BEGIN

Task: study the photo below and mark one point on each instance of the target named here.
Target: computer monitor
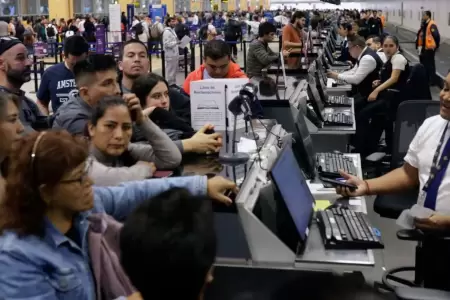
(314, 97)
(296, 200)
(303, 146)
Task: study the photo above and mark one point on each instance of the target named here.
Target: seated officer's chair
(410, 116)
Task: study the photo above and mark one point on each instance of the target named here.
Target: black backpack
(51, 31)
(138, 28)
(203, 32)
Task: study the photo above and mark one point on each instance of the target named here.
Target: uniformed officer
(427, 43)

END

What needs to be done:
Reproduce the full listing, including the requests, and increase every coordinate in the marked points by 39. Leave the picture out of your answer.

Task response:
Task: study the photo below and mark one point on each instance of the target named here.
Target: computer monitor
(353, 136)
(335, 239)
(342, 185)
Task: study the photo above and mark one point on each instance of the target named here.
Target: seated officer's chair
(449, 155)
Task: study the photo above and mark one point on each instance of the target named here.
Target: black backpack
(90, 70)
(177, 67)
(242, 71)
Task: study the photo above and mark one point on each instance of the target named here.
Target: uniformed officer
(466, 82)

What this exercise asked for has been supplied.